■ What you are asked to do:
From the line containing "Query: red and blue cap" through the last line of the records, print every line exactly and nothing more.

====== Extracted material ======

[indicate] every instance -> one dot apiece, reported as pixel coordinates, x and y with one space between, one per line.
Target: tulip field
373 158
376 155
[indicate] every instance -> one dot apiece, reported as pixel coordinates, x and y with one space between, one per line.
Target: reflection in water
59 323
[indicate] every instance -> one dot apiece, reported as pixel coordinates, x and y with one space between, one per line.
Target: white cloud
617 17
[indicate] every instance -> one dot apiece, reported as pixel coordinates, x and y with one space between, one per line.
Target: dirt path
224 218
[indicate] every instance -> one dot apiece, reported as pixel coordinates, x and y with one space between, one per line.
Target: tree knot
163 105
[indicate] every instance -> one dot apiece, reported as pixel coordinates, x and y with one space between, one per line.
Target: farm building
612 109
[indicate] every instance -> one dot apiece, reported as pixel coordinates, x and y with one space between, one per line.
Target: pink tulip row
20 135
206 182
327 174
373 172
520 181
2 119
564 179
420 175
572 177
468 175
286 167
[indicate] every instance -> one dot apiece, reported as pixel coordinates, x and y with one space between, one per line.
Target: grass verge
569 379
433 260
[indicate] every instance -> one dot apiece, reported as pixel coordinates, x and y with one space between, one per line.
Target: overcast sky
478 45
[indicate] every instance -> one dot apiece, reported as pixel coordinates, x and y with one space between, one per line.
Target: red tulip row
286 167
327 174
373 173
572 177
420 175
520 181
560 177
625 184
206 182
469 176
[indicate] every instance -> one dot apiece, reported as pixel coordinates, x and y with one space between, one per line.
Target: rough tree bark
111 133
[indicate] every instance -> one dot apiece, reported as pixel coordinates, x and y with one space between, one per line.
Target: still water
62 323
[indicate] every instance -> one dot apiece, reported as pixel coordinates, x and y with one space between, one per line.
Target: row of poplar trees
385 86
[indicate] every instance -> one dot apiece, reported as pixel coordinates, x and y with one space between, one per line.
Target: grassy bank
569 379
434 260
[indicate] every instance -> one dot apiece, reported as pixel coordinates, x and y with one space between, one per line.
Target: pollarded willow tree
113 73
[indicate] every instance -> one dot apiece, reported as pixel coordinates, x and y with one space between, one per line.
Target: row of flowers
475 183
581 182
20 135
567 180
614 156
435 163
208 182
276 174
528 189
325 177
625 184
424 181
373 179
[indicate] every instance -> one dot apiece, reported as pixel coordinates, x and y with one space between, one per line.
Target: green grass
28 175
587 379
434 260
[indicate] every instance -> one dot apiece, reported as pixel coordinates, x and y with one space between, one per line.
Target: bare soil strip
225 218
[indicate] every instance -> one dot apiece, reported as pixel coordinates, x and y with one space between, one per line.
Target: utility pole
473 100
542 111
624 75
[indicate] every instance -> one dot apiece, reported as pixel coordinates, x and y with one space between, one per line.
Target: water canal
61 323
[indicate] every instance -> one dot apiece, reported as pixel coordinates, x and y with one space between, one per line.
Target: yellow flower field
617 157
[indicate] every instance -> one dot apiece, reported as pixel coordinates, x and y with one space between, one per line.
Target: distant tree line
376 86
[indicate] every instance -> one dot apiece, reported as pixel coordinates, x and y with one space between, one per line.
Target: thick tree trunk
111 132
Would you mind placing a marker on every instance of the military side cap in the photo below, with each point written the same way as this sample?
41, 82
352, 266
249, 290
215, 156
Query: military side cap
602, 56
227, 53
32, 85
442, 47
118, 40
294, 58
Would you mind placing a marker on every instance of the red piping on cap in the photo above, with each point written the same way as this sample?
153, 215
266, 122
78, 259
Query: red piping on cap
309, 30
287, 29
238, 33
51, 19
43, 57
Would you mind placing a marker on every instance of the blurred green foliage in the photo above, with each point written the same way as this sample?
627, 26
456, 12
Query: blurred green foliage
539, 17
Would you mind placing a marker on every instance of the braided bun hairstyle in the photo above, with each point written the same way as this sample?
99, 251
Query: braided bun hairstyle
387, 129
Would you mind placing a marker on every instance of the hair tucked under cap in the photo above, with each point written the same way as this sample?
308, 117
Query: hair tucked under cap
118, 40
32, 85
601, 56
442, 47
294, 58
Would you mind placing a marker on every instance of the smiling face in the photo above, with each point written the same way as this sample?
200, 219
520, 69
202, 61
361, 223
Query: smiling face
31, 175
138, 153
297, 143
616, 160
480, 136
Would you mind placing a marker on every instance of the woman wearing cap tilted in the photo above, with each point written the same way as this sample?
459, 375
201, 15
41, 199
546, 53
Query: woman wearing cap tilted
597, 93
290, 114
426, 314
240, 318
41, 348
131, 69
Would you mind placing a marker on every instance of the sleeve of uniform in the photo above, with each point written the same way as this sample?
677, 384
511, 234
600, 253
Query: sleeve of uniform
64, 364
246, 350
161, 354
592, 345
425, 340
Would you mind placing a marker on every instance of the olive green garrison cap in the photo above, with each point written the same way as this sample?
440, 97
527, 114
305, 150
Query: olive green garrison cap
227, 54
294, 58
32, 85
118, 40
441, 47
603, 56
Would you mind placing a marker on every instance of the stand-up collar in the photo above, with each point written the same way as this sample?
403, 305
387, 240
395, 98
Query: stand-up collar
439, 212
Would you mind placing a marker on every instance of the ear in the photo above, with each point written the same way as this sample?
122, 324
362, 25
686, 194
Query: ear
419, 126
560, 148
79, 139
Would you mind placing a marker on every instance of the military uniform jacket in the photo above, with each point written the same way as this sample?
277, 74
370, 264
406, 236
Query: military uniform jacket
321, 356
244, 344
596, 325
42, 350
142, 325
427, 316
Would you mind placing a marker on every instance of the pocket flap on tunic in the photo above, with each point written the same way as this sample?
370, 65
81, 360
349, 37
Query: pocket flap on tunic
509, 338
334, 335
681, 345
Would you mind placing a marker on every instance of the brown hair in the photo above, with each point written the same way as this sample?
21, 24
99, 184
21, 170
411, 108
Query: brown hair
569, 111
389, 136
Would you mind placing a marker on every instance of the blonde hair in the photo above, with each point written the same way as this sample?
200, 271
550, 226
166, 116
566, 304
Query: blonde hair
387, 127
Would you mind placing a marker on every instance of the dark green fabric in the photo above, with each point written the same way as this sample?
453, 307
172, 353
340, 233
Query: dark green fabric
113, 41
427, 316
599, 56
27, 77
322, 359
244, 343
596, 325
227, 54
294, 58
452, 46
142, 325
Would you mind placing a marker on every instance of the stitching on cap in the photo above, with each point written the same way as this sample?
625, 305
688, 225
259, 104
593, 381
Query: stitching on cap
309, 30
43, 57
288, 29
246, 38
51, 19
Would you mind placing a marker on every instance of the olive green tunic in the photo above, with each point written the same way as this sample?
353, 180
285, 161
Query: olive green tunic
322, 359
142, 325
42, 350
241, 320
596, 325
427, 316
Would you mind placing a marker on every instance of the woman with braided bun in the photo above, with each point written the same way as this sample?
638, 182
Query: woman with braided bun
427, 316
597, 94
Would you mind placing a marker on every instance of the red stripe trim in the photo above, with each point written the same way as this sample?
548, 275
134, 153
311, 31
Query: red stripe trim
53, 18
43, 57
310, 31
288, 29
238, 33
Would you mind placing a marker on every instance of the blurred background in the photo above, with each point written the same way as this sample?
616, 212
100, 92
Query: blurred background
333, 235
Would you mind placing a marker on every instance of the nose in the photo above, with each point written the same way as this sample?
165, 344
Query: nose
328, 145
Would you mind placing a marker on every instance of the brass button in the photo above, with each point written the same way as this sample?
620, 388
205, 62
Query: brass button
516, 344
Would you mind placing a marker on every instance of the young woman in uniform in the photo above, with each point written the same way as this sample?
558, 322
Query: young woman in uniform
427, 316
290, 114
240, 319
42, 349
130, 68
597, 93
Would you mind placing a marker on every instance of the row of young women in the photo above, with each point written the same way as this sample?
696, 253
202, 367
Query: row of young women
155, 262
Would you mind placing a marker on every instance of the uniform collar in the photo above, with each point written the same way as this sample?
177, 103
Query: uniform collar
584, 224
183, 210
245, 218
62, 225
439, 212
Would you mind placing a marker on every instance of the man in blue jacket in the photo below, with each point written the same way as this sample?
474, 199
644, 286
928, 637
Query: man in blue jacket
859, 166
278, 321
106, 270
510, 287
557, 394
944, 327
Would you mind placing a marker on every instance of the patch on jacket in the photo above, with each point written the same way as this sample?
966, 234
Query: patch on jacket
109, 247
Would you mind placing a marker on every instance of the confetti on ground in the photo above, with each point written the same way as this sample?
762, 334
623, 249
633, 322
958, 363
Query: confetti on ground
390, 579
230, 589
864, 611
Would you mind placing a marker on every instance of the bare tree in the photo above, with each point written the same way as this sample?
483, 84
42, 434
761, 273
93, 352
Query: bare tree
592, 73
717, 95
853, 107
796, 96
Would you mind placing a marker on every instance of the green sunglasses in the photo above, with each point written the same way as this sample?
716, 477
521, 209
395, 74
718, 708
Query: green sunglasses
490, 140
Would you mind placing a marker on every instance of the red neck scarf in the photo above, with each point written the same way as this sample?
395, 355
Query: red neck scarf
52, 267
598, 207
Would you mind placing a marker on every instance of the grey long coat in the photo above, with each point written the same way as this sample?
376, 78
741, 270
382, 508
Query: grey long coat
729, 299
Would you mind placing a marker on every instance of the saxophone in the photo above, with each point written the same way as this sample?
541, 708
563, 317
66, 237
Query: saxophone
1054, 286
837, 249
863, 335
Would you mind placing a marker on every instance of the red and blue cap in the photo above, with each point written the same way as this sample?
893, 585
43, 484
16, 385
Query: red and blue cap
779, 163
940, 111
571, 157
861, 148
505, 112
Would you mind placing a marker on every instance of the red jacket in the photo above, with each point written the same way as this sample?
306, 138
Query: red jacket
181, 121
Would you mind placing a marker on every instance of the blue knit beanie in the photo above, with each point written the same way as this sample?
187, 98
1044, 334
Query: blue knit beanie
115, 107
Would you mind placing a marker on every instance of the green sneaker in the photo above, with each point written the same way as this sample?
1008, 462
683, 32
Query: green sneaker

======

■ Written answer:
Query: red and blue cap
779, 163
940, 111
571, 157
861, 148
505, 112
Would you mind placing a marker on every instance of the red jacket in the photo above, with each point written the same way as this sample?
306, 138
Query: red jacket
181, 121
Would you mind placing a marker on every instance of the blue knit beanie in the photo above, with each point written the same way as this sample?
187, 98
1044, 334
Query: blue knit beanie
115, 107
Would you mind placing a marker on every instance of the green sneaker in the photo above, with each point written the same way as this sample?
1008, 462
683, 32
Query: green sneaker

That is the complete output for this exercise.